§ **Questions**:
1) Retype the part of the film summary that opens with the words containing "Plot synopsis" and closes with "lawless gangs outside.".
2) Summarize the film summary in two sentences.
3) Give what follows the last sentence of the film summary.
BEGIN Page text
The Ultimate Warrior is a 1975 science fiction action-adventure film directed by Robert Clouse. One of a series of post-apocalyptic films from the 1960s and 1970s, it is set in post-civilization New York City in 2012 and depicts the struggles of a small enclave of inhabitants attempting to survive in a compound beset with packs of starving pillagers.

Plot synopsis
Following a global pandemic which devastates the population, Baron (Sydow), the leader of a tribe of survivors, has established a small fortified area in the ruins of New York City. Cal (Kelton), a former scientist and a member of Baron’s tribe, has developed plague-resistant seeds that enable the tribe to grow vegetables in the barren soil. The tribe's small garden has become an oasis in the ruined city, coveted by the packs of starving, lawless gangs outside.

Needing to increase security against the raiders, especially a gang led by Carrot (Smith), Baron recruits a deadly warrior named Carson (Brynner), who has put his skills out for hire.

While Carson’s presence has some of the desired effect, the daily raids against the sanctuary make Baron realize the only hope for his pregnant daughter Melinda (Miles) and his unborn grandchild, is for them to leave the city, and establish a new society in a more secure setting on a small island off the coast of North Carolina.

Escaping from the city is more difficult than anticipated, resulting in the deaths of Baron and many of the tribe and costing Carson his hand. Carson kills Carrot and most of his followers while being chased through the city's subway system. He gets Melinda and the precious seeds out of the city.
END Page text
BEGIN Material provided
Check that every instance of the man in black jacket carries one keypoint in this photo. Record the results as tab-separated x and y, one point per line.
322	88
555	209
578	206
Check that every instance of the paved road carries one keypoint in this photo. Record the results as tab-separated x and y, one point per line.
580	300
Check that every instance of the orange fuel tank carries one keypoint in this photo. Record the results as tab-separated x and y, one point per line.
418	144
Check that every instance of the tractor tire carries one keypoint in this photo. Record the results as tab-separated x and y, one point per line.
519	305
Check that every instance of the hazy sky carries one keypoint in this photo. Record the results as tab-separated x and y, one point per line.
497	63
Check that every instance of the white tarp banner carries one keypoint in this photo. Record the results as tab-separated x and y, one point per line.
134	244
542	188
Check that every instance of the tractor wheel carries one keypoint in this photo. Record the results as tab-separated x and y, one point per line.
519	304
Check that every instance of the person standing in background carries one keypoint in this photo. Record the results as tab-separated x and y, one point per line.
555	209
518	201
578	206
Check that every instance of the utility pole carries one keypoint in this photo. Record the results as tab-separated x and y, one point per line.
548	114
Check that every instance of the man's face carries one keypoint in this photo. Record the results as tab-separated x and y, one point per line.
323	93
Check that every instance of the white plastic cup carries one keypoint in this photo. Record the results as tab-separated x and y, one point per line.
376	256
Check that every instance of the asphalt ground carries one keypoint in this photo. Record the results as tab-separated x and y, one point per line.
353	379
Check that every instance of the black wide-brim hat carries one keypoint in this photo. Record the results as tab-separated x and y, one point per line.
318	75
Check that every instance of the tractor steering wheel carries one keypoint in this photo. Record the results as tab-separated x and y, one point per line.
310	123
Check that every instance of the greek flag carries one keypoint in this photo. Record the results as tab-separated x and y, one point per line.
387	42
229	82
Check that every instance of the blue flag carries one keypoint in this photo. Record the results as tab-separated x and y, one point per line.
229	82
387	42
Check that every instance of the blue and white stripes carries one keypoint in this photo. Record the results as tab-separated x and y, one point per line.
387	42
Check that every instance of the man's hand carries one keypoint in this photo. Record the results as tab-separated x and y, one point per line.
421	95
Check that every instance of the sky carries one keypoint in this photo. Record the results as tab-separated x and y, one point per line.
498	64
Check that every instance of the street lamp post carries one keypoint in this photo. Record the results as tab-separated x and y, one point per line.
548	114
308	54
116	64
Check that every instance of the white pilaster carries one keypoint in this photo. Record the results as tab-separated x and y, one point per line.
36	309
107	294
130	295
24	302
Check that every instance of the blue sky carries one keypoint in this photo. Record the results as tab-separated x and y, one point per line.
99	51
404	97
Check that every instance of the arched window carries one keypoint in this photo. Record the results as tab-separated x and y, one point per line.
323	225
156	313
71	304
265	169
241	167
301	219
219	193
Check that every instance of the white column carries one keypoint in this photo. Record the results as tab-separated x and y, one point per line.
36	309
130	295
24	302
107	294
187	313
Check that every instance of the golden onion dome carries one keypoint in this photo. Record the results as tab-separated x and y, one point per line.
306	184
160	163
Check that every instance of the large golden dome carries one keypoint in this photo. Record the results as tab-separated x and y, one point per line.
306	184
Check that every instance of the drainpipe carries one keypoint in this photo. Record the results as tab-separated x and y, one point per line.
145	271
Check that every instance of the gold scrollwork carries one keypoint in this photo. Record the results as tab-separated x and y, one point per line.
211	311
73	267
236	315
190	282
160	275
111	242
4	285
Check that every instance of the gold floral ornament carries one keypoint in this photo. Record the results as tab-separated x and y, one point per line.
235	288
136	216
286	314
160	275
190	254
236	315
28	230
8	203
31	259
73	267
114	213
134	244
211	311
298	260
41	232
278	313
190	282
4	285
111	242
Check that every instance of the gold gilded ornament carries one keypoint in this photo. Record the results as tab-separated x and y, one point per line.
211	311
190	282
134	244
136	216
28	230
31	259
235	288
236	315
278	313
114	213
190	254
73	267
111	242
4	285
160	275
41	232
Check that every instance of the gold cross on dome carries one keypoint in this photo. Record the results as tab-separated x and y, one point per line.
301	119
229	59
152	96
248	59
END Material provided
§ **Activity answers**:
1)
Plot synopsis
Following a global pandemic which devastates the population, Baron (Sydow), the leader of a tribe of survivors, has established a small fortified area in the ruins of New York City. Cal (Kelton), a former scientist and a member of Baron’s tribe, has developed plague-resistant seeds that enable the tribe to grow vegetables in the barren soil. The tribe's small garden has become an oasis in the ruined city, coveted by the packs of starving, lawless gangs outside.

2) The Ultimate Warrior is a 1975 science fiction film directed by Robert Clouse, set in a post-pandemic New York City in 2012, where Baron's tribe grows vegetables from Cal's plague-resistant seeds while starving gangs raid their compound. Baron hires the warrior Carson for protection, and after a costly escape attempt that kills Baron and much of the tribe, Carson kills the gang leader Carrot and gets Baron's pregnant daughter Melinda and the seeds out of the city.

3)
Cast
 Yul Brynner as Carson
 Max von Sydow as Baron
 Joanna Miles as Melinda
 William Smith as "Carrot"
 Richard Kelton as Cal
 Darrell Zwerling as Silas
 Gary Johnson as L. Harkness
 Lane Bradbury as Barrie
 Mel Novak as Lippert
 Mickey Caruso as B. Harkness
 Nate Esformes as Garon
 Stephen McHattie as Robert
 Henry Kingi as Carrot's Man

Production
The film was shot on the Warner Brothers back lot and the MGM lot with no location shooting. Director Robert Clouse was deaf and relied on his assistant directors to make sure the dialog was delivered effectively. Shooting with a budget just under a million dollars, Clouse was limited when it came to the use of visual effects and matte paintings for the production. The film returned nearly $9 million in rentals.

Release
The Ultimate Warrior was released on DVD by Warner Home Video on 7/29/08, as a Best Buy exclusive double feature with Battle Beneath the Earth. , UPC# 883929023790.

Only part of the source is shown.